■ Reading passage
--
The year was 2009. The recession had officially begun in December of 2007, and the roughly 700 Jewish Day Schools in North America were reeling from its impact. While enrollments were down, severely in some segments of the market and more moderately in others, the more serious financial threats were due to demands for tuition assistance that increased by as much as 50 to 100 percent in certain schools and communities. Smaller schools, schools without extensive reserves or endowments, and those in communities populated by families suffering from layoffs and compensation cuts struggled to meet payroll. Virtually all schools deferred investments in programs and facilities and focused on survival. Administrators and Board members urgently sought philanthropic help from national and local philanthropic organizations to stay afloat.

Bringing to Bear the Best of Management Science on the Financial Challenges

During this precarious time, experts from Yeshiva University’s School Partnership Institute, where I was employed, and The AVI CHAI Foundation, recognized  that while securing incremental philanthropic dollars might be a short term answer for struggling schools, a more sustaining answer would be to teach schools to utilize cutting edge management tools to learn to enhance their own sustainability.
--
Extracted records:

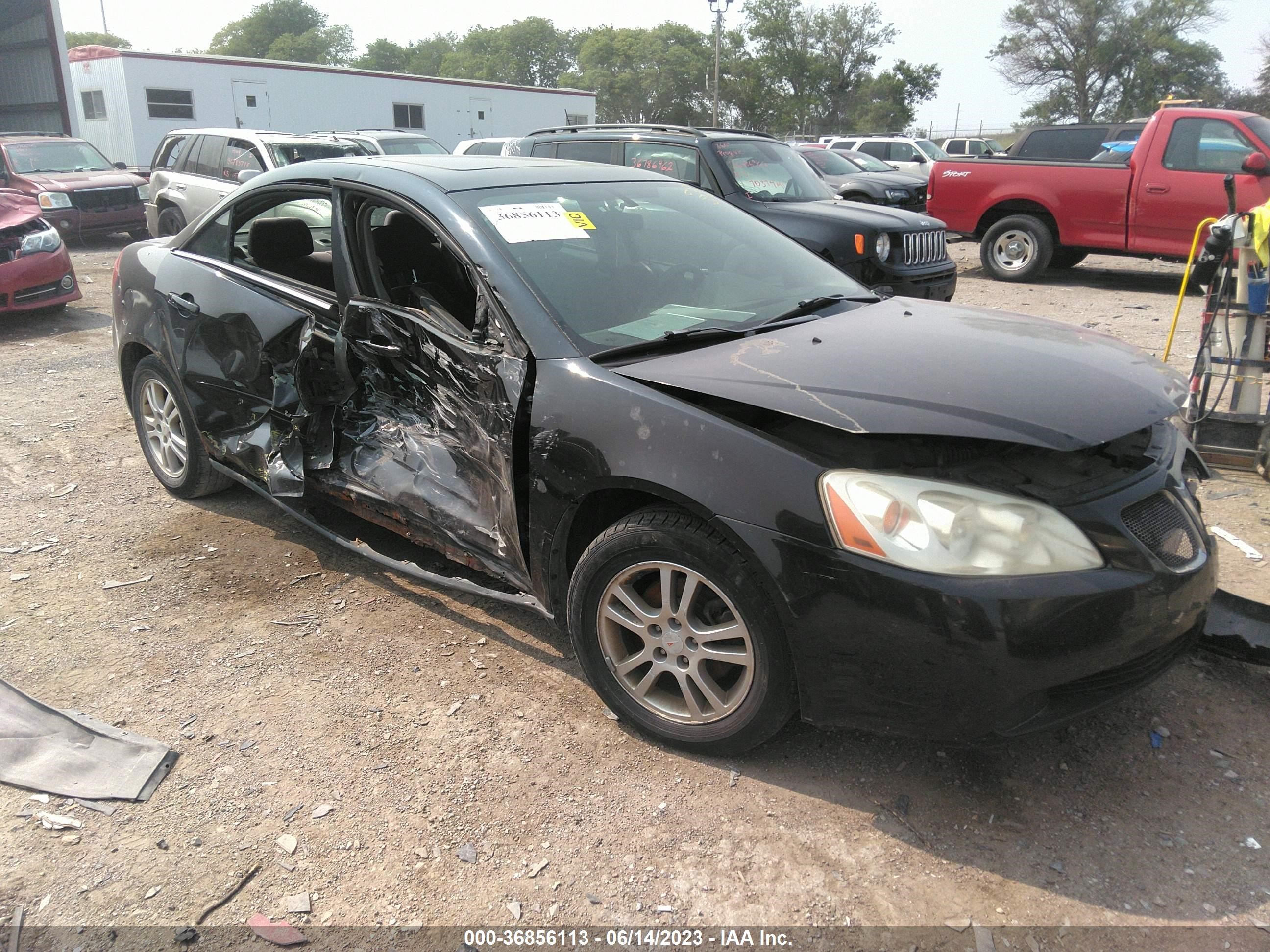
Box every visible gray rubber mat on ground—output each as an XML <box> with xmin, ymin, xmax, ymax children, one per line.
<box><xmin>0</xmin><ymin>679</ymin><xmax>178</xmax><ymax>800</ymax></box>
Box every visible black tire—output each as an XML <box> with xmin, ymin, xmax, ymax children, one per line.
<box><xmin>128</xmin><ymin>354</ymin><xmax>234</xmax><ymax>499</ymax></box>
<box><xmin>159</xmin><ymin>204</ymin><xmax>185</xmax><ymax>238</ymax></box>
<box><xmin>568</xmin><ymin>508</ymin><xmax>796</xmax><ymax>754</ymax></box>
<box><xmin>979</xmin><ymin>214</ymin><xmax>1054</xmax><ymax>281</ymax></box>
<box><xmin>1049</xmin><ymin>247</ymin><xmax>1090</xmax><ymax>270</ymax></box>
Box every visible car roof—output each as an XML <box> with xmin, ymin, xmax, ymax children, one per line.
<box><xmin>260</xmin><ymin>155</ymin><xmax>673</xmax><ymax>191</ymax></box>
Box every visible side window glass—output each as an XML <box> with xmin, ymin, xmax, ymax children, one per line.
<box><xmin>221</xmin><ymin>139</ymin><xmax>264</xmax><ymax>182</ymax></box>
<box><xmin>154</xmin><ymin>136</ymin><xmax>189</xmax><ymax>171</ymax></box>
<box><xmin>1163</xmin><ymin>118</ymin><xmax>1252</xmax><ymax>173</ymax></box>
<box><xmin>195</xmin><ymin>136</ymin><xmax>225</xmax><ymax>179</ymax></box>
<box><xmin>231</xmin><ymin>191</ymin><xmax>335</xmax><ymax>291</ymax></box>
<box><xmin>184</xmin><ymin>210</ymin><xmax>231</xmax><ymax>262</ymax></box>
<box><xmin>625</xmin><ymin>142</ymin><xmax>701</xmax><ymax>185</ymax></box>
<box><xmin>890</xmin><ymin>142</ymin><xmax>917</xmax><ymax>163</ymax></box>
<box><xmin>361</xmin><ymin>201</ymin><xmax>476</xmax><ymax>332</ymax></box>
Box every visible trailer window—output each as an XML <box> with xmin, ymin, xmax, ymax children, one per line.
<box><xmin>392</xmin><ymin>103</ymin><xmax>425</xmax><ymax>129</ymax></box>
<box><xmin>80</xmin><ymin>89</ymin><xmax>105</xmax><ymax>119</ymax></box>
<box><xmin>146</xmin><ymin>88</ymin><xmax>195</xmax><ymax>119</ymax></box>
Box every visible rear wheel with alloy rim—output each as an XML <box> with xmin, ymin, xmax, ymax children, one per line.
<box><xmin>569</xmin><ymin>509</ymin><xmax>794</xmax><ymax>753</ymax></box>
<box><xmin>979</xmin><ymin>214</ymin><xmax>1054</xmax><ymax>281</ymax></box>
<box><xmin>132</xmin><ymin>356</ymin><xmax>231</xmax><ymax>499</ymax></box>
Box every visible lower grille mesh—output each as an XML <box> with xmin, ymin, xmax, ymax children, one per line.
<box><xmin>1120</xmin><ymin>491</ymin><xmax>1203</xmax><ymax>569</ymax></box>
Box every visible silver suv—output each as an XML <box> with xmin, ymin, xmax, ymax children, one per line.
<box><xmin>309</xmin><ymin>129</ymin><xmax>450</xmax><ymax>155</ymax></box>
<box><xmin>146</xmin><ymin>129</ymin><xmax>369</xmax><ymax>235</ymax></box>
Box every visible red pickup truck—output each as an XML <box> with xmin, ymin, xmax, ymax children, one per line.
<box><xmin>926</xmin><ymin>108</ymin><xmax>1270</xmax><ymax>281</ymax></box>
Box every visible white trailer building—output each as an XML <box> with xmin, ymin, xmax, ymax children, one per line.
<box><xmin>69</xmin><ymin>46</ymin><xmax>596</xmax><ymax>169</ymax></box>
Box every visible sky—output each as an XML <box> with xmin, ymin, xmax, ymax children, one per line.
<box><xmin>52</xmin><ymin>0</ymin><xmax>1270</xmax><ymax>131</ymax></box>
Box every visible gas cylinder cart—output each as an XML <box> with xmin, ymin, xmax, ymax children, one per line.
<box><xmin>1163</xmin><ymin>175</ymin><xmax>1270</xmax><ymax>665</ymax></box>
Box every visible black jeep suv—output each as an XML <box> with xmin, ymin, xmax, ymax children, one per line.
<box><xmin>509</xmin><ymin>124</ymin><xmax>956</xmax><ymax>301</ymax></box>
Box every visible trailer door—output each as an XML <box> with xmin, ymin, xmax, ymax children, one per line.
<box><xmin>231</xmin><ymin>80</ymin><xmax>273</xmax><ymax>129</ymax></box>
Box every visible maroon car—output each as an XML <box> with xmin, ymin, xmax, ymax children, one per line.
<box><xmin>0</xmin><ymin>132</ymin><xmax>150</xmax><ymax>241</ymax></box>
<box><xmin>0</xmin><ymin>188</ymin><xmax>82</xmax><ymax>315</ymax></box>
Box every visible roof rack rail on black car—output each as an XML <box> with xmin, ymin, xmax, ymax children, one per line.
<box><xmin>701</xmin><ymin>126</ymin><xmax>776</xmax><ymax>139</ymax></box>
<box><xmin>524</xmin><ymin>122</ymin><xmax>701</xmax><ymax>139</ymax></box>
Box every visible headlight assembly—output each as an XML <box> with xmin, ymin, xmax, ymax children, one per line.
<box><xmin>39</xmin><ymin>191</ymin><xmax>71</xmax><ymax>208</ymax></box>
<box><xmin>18</xmin><ymin>222</ymin><xmax>62</xmax><ymax>258</ymax></box>
<box><xmin>820</xmin><ymin>470</ymin><xmax>1103</xmax><ymax>575</ymax></box>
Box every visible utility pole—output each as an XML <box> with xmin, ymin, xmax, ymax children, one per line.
<box><xmin>706</xmin><ymin>0</ymin><xmax>732</xmax><ymax>126</ymax></box>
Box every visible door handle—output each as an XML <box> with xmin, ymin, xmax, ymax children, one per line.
<box><xmin>164</xmin><ymin>292</ymin><xmax>203</xmax><ymax>317</ymax></box>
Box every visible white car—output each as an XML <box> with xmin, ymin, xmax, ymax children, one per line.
<box><xmin>940</xmin><ymin>137</ymin><xmax>1006</xmax><ymax>155</ymax></box>
<box><xmin>146</xmin><ymin>128</ymin><xmax>367</xmax><ymax>238</ymax></box>
<box><xmin>830</xmin><ymin>136</ymin><xmax>949</xmax><ymax>179</ymax></box>
<box><xmin>453</xmin><ymin>136</ymin><xmax>514</xmax><ymax>155</ymax></box>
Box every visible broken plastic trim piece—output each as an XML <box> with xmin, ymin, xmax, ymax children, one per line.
<box><xmin>1199</xmin><ymin>589</ymin><xmax>1270</xmax><ymax>665</ymax></box>
<box><xmin>211</xmin><ymin>459</ymin><xmax>554</xmax><ymax>619</ymax></box>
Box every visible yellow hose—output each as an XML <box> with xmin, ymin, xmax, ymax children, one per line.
<box><xmin>1163</xmin><ymin>218</ymin><xmax>1217</xmax><ymax>363</ymax></box>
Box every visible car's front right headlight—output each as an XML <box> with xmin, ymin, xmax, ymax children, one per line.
<box><xmin>18</xmin><ymin>219</ymin><xmax>62</xmax><ymax>258</ymax></box>
<box><xmin>820</xmin><ymin>470</ymin><xmax>1103</xmax><ymax>575</ymax></box>
<box><xmin>38</xmin><ymin>191</ymin><xmax>71</xmax><ymax>208</ymax></box>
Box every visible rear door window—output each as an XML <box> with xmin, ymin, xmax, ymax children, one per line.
<box><xmin>195</xmin><ymin>136</ymin><xmax>225</xmax><ymax>179</ymax></box>
<box><xmin>556</xmin><ymin>141</ymin><xmax>613</xmax><ymax>164</ymax></box>
<box><xmin>624</xmin><ymin>142</ymin><xmax>701</xmax><ymax>185</ymax></box>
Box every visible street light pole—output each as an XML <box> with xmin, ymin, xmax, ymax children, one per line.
<box><xmin>706</xmin><ymin>0</ymin><xmax>732</xmax><ymax>126</ymax></box>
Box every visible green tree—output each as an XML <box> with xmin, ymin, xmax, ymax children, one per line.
<box><xmin>988</xmin><ymin>0</ymin><xmax>1225</xmax><ymax>122</ymax></box>
<box><xmin>560</xmin><ymin>23</ymin><xmax>714</xmax><ymax>124</ymax></box>
<box><xmin>66</xmin><ymin>29</ymin><xmax>132</xmax><ymax>49</ymax></box>
<box><xmin>207</xmin><ymin>0</ymin><xmax>353</xmax><ymax>65</ymax></box>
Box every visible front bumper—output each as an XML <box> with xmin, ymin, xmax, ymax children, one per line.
<box><xmin>0</xmin><ymin>245</ymin><xmax>82</xmax><ymax>313</ymax></box>
<box><xmin>724</xmin><ymin>486</ymin><xmax>1217</xmax><ymax>742</ymax></box>
<box><xmin>45</xmin><ymin>202</ymin><xmax>146</xmax><ymax>238</ymax></box>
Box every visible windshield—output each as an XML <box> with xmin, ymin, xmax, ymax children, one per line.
<box><xmin>268</xmin><ymin>142</ymin><xmax>367</xmax><ymax>167</ymax></box>
<box><xmin>380</xmin><ymin>136</ymin><xmax>450</xmax><ymax>155</ymax></box>
<box><xmin>451</xmin><ymin>180</ymin><xmax>869</xmax><ymax>354</ymax></box>
<box><xmin>799</xmin><ymin>148</ymin><xmax>860</xmax><ymax>175</ymax></box>
<box><xmin>917</xmin><ymin>139</ymin><xmax>949</xmax><ymax>159</ymax></box>
<box><xmin>843</xmin><ymin>152</ymin><xmax>895</xmax><ymax>171</ymax></box>
<box><xmin>5</xmin><ymin>141</ymin><xmax>113</xmax><ymax>175</ymax></box>
<box><xmin>712</xmin><ymin>139</ymin><xmax>833</xmax><ymax>202</ymax></box>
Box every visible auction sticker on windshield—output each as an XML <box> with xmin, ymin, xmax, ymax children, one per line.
<box><xmin>481</xmin><ymin>202</ymin><xmax>596</xmax><ymax>245</ymax></box>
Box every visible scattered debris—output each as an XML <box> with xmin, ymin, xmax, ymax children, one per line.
<box><xmin>195</xmin><ymin>863</ymin><xmax>260</xmax><ymax>934</ymax></box>
<box><xmin>246</xmin><ymin>913</ymin><xmax>309</xmax><ymax>946</ymax></box>
<box><xmin>36</xmin><ymin>812</ymin><xmax>84</xmax><ymax>830</ymax></box>
<box><xmin>282</xmin><ymin>892</ymin><xmax>313</xmax><ymax>913</ymax></box>
<box><xmin>1208</xmin><ymin>525</ymin><xmax>1262</xmax><ymax>562</ymax></box>
<box><xmin>101</xmin><ymin>575</ymin><xmax>154</xmax><ymax>590</ymax></box>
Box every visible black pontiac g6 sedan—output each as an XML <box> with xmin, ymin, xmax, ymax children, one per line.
<box><xmin>113</xmin><ymin>156</ymin><xmax>1217</xmax><ymax>751</ymax></box>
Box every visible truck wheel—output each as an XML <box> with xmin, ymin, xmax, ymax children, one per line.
<box><xmin>1049</xmin><ymin>247</ymin><xmax>1090</xmax><ymax>270</ymax></box>
<box><xmin>979</xmin><ymin>214</ymin><xmax>1054</xmax><ymax>281</ymax></box>
<box><xmin>569</xmin><ymin>508</ymin><xmax>795</xmax><ymax>754</ymax></box>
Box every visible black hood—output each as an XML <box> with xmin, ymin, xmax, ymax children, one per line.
<box><xmin>616</xmin><ymin>297</ymin><xmax>1186</xmax><ymax>450</ymax></box>
<box><xmin>759</xmin><ymin>199</ymin><xmax>944</xmax><ymax>238</ymax></box>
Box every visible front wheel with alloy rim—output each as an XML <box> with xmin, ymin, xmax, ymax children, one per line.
<box><xmin>979</xmin><ymin>214</ymin><xmax>1054</xmax><ymax>281</ymax></box>
<box><xmin>569</xmin><ymin>509</ymin><xmax>795</xmax><ymax>754</ymax></box>
<box><xmin>131</xmin><ymin>354</ymin><xmax>232</xmax><ymax>499</ymax></box>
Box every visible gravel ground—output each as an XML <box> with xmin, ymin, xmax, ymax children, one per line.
<box><xmin>0</xmin><ymin>235</ymin><xmax>1270</xmax><ymax>948</ymax></box>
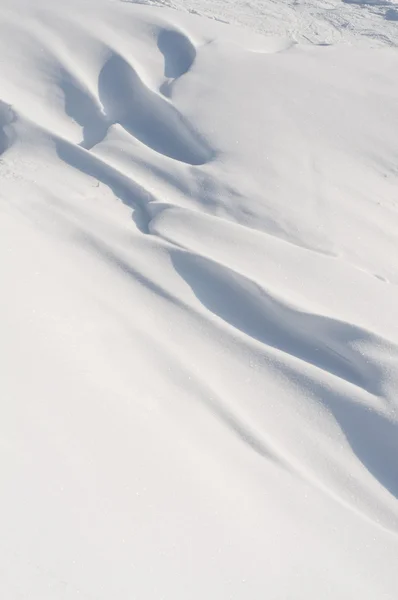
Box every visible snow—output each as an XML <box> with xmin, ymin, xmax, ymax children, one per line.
<box><xmin>0</xmin><ymin>0</ymin><xmax>398</xmax><ymax>600</ymax></box>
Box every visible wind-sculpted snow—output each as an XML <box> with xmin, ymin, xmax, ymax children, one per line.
<box><xmin>0</xmin><ymin>0</ymin><xmax>398</xmax><ymax>600</ymax></box>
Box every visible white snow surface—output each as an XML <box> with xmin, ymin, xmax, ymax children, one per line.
<box><xmin>0</xmin><ymin>0</ymin><xmax>398</xmax><ymax>600</ymax></box>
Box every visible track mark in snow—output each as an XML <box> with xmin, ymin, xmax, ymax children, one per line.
<box><xmin>158</xmin><ymin>29</ymin><xmax>196</xmax><ymax>79</ymax></box>
<box><xmin>53</xmin><ymin>136</ymin><xmax>156</xmax><ymax>233</ymax></box>
<box><xmin>0</xmin><ymin>100</ymin><xmax>15</xmax><ymax>156</ymax></box>
<box><xmin>58</xmin><ymin>68</ymin><xmax>109</xmax><ymax>149</ymax></box>
<box><xmin>98</xmin><ymin>53</ymin><xmax>214</xmax><ymax>165</ymax></box>
<box><xmin>172</xmin><ymin>251</ymin><xmax>398</xmax><ymax>396</ymax></box>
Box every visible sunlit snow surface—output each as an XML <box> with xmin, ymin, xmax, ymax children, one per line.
<box><xmin>0</xmin><ymin>0</ymin><xmax>398</xmax><ymax>600</ymax></box>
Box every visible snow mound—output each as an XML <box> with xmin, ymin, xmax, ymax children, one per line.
<box><xmin>0</xmin><ymin>0</ymin><xmax>398</xmax><ymax>600</ymax></box>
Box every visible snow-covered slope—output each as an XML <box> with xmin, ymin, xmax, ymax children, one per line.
<box><xmin>0</xmin><ymin>0</ymin><xmax>398</xmax><ymax>600</ymax></box>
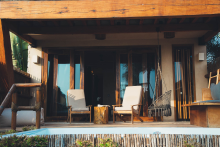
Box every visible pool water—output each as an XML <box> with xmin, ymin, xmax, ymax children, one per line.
<box><xmin>3</xmin><ymin>127</ymin><xmax>220</xmax><ymax>137</ymax></box>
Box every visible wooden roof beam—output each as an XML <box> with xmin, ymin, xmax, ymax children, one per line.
<box><xmin>179</xmin><ymin>17</ymin><xmax>186</xmax><ymax>24</ymax></box>
<box><xmin>22</xmin><ymin>21</ymin><xmax>31</xmax><ymax>26</ymax></box>
<box><xmin>53</xmin><ymin>21</ymin><xmax>59</xmax><ymax>27</ymax></box>
<box><xmin>139</xmin><ymin>19</ymin><xmax>144</xmax><ymax>25</ymax></box>
<box><xmin>126</xmin><ymin>19</ymin><xmax>130</xmax><ymax>26</ymax></box>
<box><xmin>110</xmin><ymin>20</ymin><xmax>115</xmax><ymax>26</ymax></box>
<box><xmin>198</xmin><ymin>18</ymin><xmax>220</xmax><ymax>45</ymax></box>
<box><xmin>167</xmin><ymin>18</ymin><xmax>172</xmax><ymax>24</ymax></box>
<box><xmin>192</xmin><ymin>17</ymin><xmax>199</xmax><ymax>23</ymax></box>
<box><xmin>0</xmin><ymin>0</ymin><xmax>220</xmax><ymax>19</ymax></box>
<box><xmin>205</xmin><ymin>17</ymin><xmax>213</xmax><ymax>23</ymax></box>
<box><xmin>82</xmin><ymin>20</ymin><xmax>87</xmax><ymax>26</ymax></box>
<box><xmin>7</xmin><ymin>23</ymin><xmax>37</xmax><ymax>46</ymax></box>
<box><xmin>19</xmin><ymin>23</ymin><xmax>216</xmax><ymax>34</ymax></box>
<box><xmin>67</xmin><ymin>20</ymin><xmax>73</xmax><ymax>27</ymax></box>
<box><xmin>96</xmin><ymin>20</ymin><xmax>101</xmax><ymax>26</ymax></box>
<box><xmin>38</xmin><ymin>20</ymin><xmax>47</xmax><ymax>27</ymax></box>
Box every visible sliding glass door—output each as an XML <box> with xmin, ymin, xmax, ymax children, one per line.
<box><xmin>173</xmin><ymin>46</ymin><xmax>194</xmax><ymax>120</ymax></box>
<box><xmin>116</xmin><ymin>48</ymin><xmax>160</xmax><ymax>116</ymax></box>
<box><xmin>47</xmin><ymin>54</ymin><xmax>80</xmax><ymax>116</ymax></box>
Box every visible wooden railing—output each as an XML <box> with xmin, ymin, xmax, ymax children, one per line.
<box><xmin>0</xmin><ymin>83</ymin><xmax>42</xmax><ymax>130</ymax></box>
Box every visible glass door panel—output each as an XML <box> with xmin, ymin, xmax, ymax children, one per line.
<box><xmin>74</xmin><ymin>54</ymin><xmax>80</xmax><ymax>89</ymax></box>
<box><xmin>120</xmin><ymin>54</ymin><xmax>128</xmax><ymax>104</ymax></box>
<box><xmin>132</xmin><ymin>53</ymin><xmax>155</xmax><ymax>116</ymax></box>
<box><xmin>173</xmin><ymin>47</ymin><xmax>194</xmax><ymax>120</ymax></box>
<box><xmin>57</xmin><ymin>55</ymin><xmax>70</xmax><ymax>116</ymax></box>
--
■ Tasks for this exercise
(a) Decide whether each statement agrees with the passage on Jewish day schools during the recession: (i) enrollments fell by the same amount across all segments of the market; (ii) demands for tuition assistance rose by as much as 50 to 100 percent in certain schools and communities; (iii) the experts saw incremental philanthropic dollars as the more sustaining answer for struggling schools. Answer yes or no for each, quoting the words of the passage that settle it.
(b) Resume the passage on Jewish day schools during the recession, continuing after its final sentence.

■ Expected results
(a)
(i) No: "severely in some segments of the market and more moderately in others"
(ii) Yes: "increased by as much as 50 to 100 percent in certain schools and communities"
(iii) No: "securing incremental philanthropic dollars might be a short term answer for struggling schools, a more sustaining answer would be to teach schools to utilize cutting edge management tools"

(b)
Drawing upon our team’s experience working at leading consulting firms and large corporations, we designed a rigorous benchmarking-driven financial reengineering process that enabled a school to evaluate every aspect of its operations and financial performance relative to that of peer schools and to identify potential opportunities to improve. Relevant school leaders were tasked with evaluating the opportunities using analysis and research and with deciding which merited implementation. 

We formed a cohort of 30 schools across five communities with about $250 million in combined revenue to test the effectiveness of this approach and provided them with expert counsel and project management support.

Consistent with the principle of management by objective, we secured agreement from each school that it would strive to achieve a three-year goal of a ten percent improvement in operating margin relative to a “business as usual” base case. Thus, for example, a school with an $8 million budget at the beginning of the program, would have generated improvements of $800,000 or more, relative to a business as usual base case, after three years.


The program was a success. Eighteen of the schools met or exceeded the 10% improvement goal, another five schools achieved 7-9% improvement, and seven achieved between 0-7% improvement. A total of $23 million in operating margin improvements were confirmed by the participating schools. Those schools that failed to achieve 7% or greater improvement tended to have had significant leadership turnover during the pilot program. What was equally impressive was the range of individualized improvement pathways the schools took. This is a testament to the autonomy school leaders had to act on the benchmarking opportunities in light of their missions, cultural norms, staff resources, and risk profiles.

Recent School Success Using the Same Program

Since this inaugural program, scores more schools have executed all or part of the program successfully—in some cases focusing their improvement activities in a particular arena such as enrollment growth or advancement or purchased goods and services and sometimes taking a whole school approach.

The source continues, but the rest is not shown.